◆ **Page excerpt**

Canthoplasty cost in Ho Chi Minh City ranges from about 8,000,000 to 22,000,000 VND (roughly $320–$870) for a single procedure in 2026. Medial epicanthoplasty sits at the lower end, lateral canthoplasty in the mid-range, and a combined inner-and-outer correction at the top. This guide breaks down each technique, the real price drivers, and how to read a quote before you commit.

What is canthoplasty?
Canthoplasty is a minor surgical procedure that reshapes the corner of the eye to widen the eye horizontally. Most East Asian eyes carry an epicanthic fold – a small web of skin at the inner corner that covers part of the tear duct, shortens the eye, and makes the two eyes look further apart. Canthoplasty releases or repositions that structure so the eye opening looks longer and more defined.
The surgery is done on the soft tissue at the corner, not on the eyeball itself. A surgeon makes a fine incision, removes or repositions the excess skin and muscle band, then secures the new corner shape with delicate cosmetic sutures. The whole procedure usually takes 30–45 minutes under local anesthesia.
People typically consider canthoplasty for one of three reasons:
- Eyes that look short or small along the horizontal axis.
- A wide gap between the eyes caused by a prominent epicanthic fold.
- A downturned or “sleepy” eye tail they want lifted or extended.

The three canthoplasty techniques: medial, lateral, and combined
Canthoplasty is not a single operation. It splits into three approaches based on which corner is corrected, and the right one depends entirely on your anatomy.
1. Medial canthoplasty
Medial canthoplasty (epicanthoplasty) works on the inner corner near the nose. The surgeon removes the epicanthic fold and the small muscle band beneath it, then redirects the tear-duct line to lengthen the eye toward the center of the face. This is the most common eye-corner procedure in Vietnam because the epicanthic fold is so prevalent in Asian eyes.
Key benefits: A longer eye, better balance between the two eyes, a brighter exposed inner corner, and a natural look that fits Asian facial structure. This technique is especially effective for individuals with a prominent epicanthal fold or eyes set wider apart than average.
2. Lateral canthoplasty
Lateral canthoplasty works on the outer corner toward the temple. It extends the eye tail outward to widen the eye, and for mildly upturned eyes the surgeon can lower the outer corner so it sits level with – or slightly below – the eye’s horizontal axis. The result is a longer, calmer, more balanced eye shape, with more of the white of the eye visible.
Key benefits: A lengthened eye tail that harmonizes with the brows and nose bridge, a good fit for short eyes or downturned outer corners, a long-lasting effect, and limited tissue disruption. Surgeons often recommend it for clients who want more eye length without altering the inner corner.

3. Combined inner and outer canthoplasty
Combined inner and outer canthoplasty corrects both corners in one session. It is reserved for eyes that are both short and carry a heavy fold, delivering maximum lengthening in both directions.
Key benefits: The eye is lengthened on both sides for a result that looks both bigger and longer, strong correction of unbalanced or flawed eye shapes, and overall facial harmony. This approach suits cases that have both a prominent epicanthal fold and a short or downturned outer corner.

◆ **Goal of the exercise**
Answer these about the canthoplasty guide:
(a) How long does the procedure usually take, and under what kind of anesthesia?
(b) Which corner of the eye does lateral canthoplasty work on?
(c) Which technique is named the most common eye-corner procedure in Vietnam?
Rely only on the canthoplasty guide for anything about it.

◆ **Data records**
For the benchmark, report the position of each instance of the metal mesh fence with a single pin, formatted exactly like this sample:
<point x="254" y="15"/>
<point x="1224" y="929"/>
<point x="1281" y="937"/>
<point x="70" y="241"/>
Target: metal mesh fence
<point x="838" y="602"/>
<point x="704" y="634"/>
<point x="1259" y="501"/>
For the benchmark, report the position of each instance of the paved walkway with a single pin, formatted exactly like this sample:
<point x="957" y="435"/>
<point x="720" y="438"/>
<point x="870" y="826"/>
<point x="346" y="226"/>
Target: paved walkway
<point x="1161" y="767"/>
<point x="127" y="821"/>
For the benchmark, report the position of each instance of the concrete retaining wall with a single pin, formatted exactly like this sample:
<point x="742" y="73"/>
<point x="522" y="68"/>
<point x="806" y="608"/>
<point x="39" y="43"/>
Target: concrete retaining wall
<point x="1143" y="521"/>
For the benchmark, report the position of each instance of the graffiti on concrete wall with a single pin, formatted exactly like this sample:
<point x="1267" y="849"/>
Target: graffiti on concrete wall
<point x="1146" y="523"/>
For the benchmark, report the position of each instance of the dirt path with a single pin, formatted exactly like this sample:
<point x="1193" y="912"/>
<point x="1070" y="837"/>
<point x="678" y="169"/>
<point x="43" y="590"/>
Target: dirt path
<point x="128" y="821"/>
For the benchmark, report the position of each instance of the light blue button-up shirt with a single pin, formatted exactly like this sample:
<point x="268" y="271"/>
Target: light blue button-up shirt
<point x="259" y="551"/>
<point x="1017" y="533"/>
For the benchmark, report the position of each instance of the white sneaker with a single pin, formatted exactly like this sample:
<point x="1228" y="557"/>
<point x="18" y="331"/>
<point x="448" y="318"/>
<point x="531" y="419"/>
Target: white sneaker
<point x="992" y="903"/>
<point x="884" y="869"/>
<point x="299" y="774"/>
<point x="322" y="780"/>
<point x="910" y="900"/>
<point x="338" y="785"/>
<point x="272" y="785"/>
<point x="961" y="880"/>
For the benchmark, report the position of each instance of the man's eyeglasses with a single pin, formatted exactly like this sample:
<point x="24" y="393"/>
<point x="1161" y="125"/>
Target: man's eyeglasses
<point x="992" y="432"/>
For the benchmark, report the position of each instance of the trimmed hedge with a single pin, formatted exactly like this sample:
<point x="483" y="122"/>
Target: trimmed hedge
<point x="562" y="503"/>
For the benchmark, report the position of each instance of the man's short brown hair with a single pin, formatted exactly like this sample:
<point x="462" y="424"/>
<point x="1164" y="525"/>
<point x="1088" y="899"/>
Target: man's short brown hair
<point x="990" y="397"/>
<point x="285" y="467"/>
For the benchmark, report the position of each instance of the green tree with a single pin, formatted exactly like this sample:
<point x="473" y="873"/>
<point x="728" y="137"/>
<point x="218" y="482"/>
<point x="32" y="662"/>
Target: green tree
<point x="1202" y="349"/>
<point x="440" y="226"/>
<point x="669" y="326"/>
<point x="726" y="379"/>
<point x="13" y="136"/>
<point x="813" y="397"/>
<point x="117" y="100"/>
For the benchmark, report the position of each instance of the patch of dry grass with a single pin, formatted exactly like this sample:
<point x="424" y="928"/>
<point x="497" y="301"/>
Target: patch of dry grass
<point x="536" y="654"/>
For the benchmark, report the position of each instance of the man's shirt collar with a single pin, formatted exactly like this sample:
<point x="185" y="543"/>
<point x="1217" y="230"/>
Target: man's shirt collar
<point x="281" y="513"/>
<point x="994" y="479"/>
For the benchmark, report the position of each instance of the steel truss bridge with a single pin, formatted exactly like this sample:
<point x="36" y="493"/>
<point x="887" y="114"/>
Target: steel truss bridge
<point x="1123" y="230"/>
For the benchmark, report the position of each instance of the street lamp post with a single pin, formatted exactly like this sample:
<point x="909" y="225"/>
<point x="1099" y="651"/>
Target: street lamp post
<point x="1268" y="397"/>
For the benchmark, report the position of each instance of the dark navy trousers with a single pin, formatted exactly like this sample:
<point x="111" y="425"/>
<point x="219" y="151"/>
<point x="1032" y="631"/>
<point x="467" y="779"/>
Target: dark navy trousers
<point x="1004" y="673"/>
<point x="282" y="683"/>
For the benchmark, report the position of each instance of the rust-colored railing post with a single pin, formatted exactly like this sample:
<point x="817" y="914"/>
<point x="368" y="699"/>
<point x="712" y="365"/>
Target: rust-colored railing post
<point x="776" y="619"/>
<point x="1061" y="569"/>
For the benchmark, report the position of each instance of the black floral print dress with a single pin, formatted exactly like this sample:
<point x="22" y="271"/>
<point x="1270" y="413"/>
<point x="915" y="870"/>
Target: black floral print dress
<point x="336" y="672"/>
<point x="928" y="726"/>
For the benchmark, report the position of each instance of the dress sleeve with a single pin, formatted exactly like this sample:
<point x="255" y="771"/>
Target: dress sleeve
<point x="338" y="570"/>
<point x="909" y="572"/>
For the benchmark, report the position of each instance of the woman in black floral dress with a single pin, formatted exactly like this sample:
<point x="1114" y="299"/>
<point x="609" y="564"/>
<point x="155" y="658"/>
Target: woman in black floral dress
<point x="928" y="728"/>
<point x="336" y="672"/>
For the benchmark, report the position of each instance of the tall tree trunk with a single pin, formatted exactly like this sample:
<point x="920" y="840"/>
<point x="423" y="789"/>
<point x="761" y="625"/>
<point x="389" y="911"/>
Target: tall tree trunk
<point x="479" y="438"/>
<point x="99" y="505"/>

◆ **Solution to this task**
(a) 30–45 minutes, under local anesthesia.
(b) The outer corner, toward the temple.
(c) Medial canthoplasty (epicanthoplasty).